EXERCISE
Using the data below, return the stretch from the line that contains "Target: vertical plank" through the line that contains "Give the mask of every instance of the peeling", both included, exactly as it stands and nothing beyond it.

MATERIAL TO PROCESS
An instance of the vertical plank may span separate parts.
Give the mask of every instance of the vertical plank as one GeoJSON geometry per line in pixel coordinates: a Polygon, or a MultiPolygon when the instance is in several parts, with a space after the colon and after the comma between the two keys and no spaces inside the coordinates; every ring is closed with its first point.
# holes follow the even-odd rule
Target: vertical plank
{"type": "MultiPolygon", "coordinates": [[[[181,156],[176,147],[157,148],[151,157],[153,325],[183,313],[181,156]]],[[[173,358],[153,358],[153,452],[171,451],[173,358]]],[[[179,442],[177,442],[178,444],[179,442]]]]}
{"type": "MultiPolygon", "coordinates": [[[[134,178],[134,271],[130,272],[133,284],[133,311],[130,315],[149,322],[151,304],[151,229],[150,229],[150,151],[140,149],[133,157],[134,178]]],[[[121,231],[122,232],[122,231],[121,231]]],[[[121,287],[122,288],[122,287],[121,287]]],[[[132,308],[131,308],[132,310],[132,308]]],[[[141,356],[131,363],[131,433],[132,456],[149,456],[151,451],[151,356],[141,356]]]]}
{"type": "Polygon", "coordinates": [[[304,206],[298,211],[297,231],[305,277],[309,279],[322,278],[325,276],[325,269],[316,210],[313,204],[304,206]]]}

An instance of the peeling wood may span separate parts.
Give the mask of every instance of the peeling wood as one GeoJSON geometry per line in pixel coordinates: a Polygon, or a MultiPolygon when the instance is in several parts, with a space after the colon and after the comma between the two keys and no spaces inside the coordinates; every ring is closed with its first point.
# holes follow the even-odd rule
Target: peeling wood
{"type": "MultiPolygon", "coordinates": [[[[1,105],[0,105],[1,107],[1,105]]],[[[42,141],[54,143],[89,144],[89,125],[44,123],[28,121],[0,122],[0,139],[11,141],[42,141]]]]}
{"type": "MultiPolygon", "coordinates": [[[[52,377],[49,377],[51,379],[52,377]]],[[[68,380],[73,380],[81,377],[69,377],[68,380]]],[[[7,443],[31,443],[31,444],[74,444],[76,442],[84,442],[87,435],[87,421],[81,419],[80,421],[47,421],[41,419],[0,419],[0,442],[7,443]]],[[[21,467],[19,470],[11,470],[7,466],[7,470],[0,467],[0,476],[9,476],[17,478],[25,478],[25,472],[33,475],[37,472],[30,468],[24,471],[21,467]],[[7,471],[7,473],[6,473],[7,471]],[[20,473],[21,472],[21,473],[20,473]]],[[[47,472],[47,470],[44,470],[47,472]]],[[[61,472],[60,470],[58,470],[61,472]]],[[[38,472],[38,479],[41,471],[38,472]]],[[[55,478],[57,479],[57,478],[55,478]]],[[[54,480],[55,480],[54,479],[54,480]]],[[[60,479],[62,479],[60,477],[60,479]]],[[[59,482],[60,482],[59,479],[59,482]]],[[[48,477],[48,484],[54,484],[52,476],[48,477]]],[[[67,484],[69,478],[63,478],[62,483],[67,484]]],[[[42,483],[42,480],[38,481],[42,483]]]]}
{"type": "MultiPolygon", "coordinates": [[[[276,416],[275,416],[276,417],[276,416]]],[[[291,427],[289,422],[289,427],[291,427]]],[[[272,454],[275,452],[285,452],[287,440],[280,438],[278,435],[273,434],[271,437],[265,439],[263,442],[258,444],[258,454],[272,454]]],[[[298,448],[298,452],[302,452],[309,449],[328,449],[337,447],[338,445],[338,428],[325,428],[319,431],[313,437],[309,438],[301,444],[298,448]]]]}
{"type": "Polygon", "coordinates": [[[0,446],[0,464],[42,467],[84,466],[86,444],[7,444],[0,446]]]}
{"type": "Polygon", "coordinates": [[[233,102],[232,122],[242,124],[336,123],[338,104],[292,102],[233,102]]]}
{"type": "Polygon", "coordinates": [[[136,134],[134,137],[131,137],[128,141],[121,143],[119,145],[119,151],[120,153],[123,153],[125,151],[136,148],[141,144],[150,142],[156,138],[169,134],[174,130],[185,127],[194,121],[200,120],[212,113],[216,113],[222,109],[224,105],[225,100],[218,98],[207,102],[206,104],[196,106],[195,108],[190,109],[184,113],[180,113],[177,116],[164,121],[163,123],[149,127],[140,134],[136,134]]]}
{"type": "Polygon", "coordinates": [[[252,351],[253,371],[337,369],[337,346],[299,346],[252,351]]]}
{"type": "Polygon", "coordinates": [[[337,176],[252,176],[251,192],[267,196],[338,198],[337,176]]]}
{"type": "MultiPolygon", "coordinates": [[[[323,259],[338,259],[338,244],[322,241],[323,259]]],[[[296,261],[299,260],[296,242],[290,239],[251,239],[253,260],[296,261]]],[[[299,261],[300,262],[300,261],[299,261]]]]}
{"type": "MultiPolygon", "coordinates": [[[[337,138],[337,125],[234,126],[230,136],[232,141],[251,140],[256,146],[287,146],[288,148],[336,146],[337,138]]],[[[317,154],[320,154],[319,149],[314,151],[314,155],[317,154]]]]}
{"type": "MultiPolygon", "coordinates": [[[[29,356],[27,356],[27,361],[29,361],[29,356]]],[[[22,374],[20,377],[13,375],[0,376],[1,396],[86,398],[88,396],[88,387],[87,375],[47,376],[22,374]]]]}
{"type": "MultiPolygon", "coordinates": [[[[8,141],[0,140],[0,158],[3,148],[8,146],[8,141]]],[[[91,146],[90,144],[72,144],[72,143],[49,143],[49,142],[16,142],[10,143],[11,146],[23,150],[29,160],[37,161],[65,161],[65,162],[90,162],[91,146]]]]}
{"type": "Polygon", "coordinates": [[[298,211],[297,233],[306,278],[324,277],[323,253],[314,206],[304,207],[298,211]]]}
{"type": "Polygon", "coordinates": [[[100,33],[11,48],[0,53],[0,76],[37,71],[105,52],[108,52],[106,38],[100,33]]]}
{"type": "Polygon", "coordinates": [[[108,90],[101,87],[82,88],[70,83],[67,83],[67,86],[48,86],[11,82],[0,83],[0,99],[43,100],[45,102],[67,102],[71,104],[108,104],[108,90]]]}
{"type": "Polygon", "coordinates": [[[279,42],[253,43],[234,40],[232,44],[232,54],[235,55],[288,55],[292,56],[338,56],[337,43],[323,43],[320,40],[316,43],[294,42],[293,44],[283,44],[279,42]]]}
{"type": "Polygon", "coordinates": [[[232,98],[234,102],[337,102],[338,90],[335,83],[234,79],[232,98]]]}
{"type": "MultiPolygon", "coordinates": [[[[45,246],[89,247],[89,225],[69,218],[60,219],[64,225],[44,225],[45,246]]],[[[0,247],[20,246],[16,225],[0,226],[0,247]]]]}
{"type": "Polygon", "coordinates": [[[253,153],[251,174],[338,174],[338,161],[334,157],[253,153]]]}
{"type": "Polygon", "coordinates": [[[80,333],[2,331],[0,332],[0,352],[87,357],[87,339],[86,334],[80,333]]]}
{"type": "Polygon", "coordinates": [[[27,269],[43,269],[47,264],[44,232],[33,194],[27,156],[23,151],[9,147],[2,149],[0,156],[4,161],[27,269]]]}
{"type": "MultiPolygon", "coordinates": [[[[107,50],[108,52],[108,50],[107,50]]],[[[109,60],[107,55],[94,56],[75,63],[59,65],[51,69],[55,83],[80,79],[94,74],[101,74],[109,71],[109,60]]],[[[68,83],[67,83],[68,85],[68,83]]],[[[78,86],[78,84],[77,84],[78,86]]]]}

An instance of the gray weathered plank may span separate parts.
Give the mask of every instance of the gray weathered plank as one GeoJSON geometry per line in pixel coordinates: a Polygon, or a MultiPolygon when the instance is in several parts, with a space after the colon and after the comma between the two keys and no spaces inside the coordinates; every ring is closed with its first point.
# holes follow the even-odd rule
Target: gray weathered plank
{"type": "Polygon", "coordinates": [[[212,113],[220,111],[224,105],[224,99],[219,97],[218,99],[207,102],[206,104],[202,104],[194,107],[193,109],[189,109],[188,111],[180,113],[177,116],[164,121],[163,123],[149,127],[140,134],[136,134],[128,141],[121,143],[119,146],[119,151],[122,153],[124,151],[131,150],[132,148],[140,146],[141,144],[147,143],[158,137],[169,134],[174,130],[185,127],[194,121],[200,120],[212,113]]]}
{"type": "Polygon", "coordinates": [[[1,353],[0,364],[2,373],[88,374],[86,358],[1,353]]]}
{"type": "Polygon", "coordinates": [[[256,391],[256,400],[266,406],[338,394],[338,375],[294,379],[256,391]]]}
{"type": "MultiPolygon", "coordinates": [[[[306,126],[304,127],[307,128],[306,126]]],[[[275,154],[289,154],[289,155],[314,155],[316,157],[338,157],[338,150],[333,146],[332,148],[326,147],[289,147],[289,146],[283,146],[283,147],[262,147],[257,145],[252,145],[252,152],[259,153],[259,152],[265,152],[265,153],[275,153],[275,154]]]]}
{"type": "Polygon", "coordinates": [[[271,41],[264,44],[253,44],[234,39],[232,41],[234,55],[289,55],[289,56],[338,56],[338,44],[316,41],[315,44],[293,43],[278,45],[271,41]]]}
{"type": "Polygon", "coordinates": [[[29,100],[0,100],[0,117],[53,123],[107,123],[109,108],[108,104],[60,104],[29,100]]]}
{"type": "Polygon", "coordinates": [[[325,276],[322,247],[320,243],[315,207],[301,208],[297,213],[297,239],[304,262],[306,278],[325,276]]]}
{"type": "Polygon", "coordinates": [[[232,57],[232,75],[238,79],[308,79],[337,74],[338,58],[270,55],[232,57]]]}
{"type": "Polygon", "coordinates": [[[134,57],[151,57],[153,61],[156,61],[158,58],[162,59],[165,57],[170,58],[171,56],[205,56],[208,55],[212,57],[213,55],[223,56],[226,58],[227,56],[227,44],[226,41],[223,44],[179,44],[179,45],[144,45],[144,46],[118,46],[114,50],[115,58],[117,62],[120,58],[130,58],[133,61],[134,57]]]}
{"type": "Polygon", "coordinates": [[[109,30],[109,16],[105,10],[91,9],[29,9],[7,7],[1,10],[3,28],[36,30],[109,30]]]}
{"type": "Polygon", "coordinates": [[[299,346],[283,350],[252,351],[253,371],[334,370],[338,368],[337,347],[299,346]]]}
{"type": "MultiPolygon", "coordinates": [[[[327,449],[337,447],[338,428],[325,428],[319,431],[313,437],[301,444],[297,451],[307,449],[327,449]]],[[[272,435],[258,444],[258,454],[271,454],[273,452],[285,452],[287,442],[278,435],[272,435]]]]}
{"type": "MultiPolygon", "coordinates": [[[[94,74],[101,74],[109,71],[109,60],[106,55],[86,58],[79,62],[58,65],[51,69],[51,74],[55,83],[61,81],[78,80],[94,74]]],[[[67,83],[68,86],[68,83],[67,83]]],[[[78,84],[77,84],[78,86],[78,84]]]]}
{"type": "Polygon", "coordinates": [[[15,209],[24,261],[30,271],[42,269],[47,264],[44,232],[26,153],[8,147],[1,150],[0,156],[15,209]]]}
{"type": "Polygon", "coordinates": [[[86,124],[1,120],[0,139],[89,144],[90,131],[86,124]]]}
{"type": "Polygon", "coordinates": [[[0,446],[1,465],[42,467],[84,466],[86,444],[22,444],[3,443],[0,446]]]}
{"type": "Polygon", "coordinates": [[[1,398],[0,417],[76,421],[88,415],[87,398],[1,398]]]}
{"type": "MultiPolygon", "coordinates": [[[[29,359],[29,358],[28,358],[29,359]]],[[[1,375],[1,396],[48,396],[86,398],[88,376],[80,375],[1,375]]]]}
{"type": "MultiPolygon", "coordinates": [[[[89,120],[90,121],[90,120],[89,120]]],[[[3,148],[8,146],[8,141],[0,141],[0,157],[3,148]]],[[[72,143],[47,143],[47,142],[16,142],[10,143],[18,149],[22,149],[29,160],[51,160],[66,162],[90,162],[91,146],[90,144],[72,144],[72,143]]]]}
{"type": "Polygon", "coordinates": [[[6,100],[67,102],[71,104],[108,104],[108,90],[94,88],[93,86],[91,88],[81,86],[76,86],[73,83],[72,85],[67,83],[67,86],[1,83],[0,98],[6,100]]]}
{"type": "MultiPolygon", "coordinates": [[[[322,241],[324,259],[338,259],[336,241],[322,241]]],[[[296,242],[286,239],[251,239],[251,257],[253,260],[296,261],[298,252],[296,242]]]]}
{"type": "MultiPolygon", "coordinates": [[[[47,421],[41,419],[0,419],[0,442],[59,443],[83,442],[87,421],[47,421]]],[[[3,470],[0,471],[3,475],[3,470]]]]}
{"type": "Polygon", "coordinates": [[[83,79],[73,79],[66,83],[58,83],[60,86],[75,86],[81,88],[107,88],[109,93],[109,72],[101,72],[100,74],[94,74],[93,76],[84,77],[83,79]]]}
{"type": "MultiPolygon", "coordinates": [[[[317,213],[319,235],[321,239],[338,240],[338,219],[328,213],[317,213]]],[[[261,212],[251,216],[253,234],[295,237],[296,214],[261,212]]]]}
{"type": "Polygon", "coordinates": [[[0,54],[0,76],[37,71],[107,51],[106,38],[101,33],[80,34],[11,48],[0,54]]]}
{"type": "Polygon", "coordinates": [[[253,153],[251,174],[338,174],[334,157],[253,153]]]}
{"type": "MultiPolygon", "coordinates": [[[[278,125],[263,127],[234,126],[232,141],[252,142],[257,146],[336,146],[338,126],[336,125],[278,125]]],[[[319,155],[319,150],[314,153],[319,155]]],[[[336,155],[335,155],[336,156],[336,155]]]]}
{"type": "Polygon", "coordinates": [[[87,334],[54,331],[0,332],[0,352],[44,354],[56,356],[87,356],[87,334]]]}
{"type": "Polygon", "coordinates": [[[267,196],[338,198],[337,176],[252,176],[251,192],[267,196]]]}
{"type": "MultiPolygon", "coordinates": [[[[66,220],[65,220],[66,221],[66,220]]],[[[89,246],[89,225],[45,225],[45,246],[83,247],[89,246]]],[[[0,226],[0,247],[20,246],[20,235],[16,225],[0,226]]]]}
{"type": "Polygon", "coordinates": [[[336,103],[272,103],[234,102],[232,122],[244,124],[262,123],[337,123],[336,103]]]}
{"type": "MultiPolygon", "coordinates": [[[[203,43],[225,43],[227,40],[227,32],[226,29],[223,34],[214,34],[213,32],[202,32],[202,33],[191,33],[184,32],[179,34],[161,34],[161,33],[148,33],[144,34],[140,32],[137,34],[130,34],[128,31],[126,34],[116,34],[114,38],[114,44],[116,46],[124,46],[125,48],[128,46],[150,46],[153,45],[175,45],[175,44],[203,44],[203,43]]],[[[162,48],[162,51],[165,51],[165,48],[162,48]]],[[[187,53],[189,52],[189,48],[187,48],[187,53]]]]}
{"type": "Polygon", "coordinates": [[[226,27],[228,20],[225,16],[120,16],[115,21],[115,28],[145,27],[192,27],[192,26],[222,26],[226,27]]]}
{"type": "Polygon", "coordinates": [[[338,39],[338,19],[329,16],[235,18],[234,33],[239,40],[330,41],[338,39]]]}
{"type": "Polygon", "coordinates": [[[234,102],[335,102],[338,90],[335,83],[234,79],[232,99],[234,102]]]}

OUTPUT OF THE TASK
Target: vertical plank
{"type": "MultiPolygon", "coordinates": [[[[181,156],[176,147],[157,148],[151,157],[153,325],[183,313],[181,156]]],[[[173,358],[153,358],[153,452],[171,451],[173,358]]],[[[179,442],[177,442],[178,444],[179,442]]]]}
{"type": "MultiPolygon", "coordinates": [[[[134,178],[134,271],[130,272],[133,284],[133,311],[130,315],[149,322],[151,304],[151,229],[150,229],[150,151],[140,149],[133,157],[134,178]]],[[[121,231],[122,232],[122,231],[121,231]]],[[[121,287],[122,288],[122,287],[121,287]]],[[[132,308],[131,308],[132,310],[132,308]]],[[[141,356],[131,363],[131,433],[132,456],[149,456],[151,451],[151,356],[141,356]]]]}
{"type": "Polygon", "coordinates": [[[304,206],[298,211],[297,231],[305,277],[309,279],[322,278],[325,276],[325,269],[316,210],[313,204],[304,206]]]}

An instance of the peeling wood may span separate parts.
Give the mask of every instance of the peeling wood as one GeoJSON geometry per line in pixel coordinates: a Polygon, or a MultiPolygon when the instance is in several parts, with a space after the colon and after the comma between the two keys and no spaces inside the coordinates; every ring is closed with its first point.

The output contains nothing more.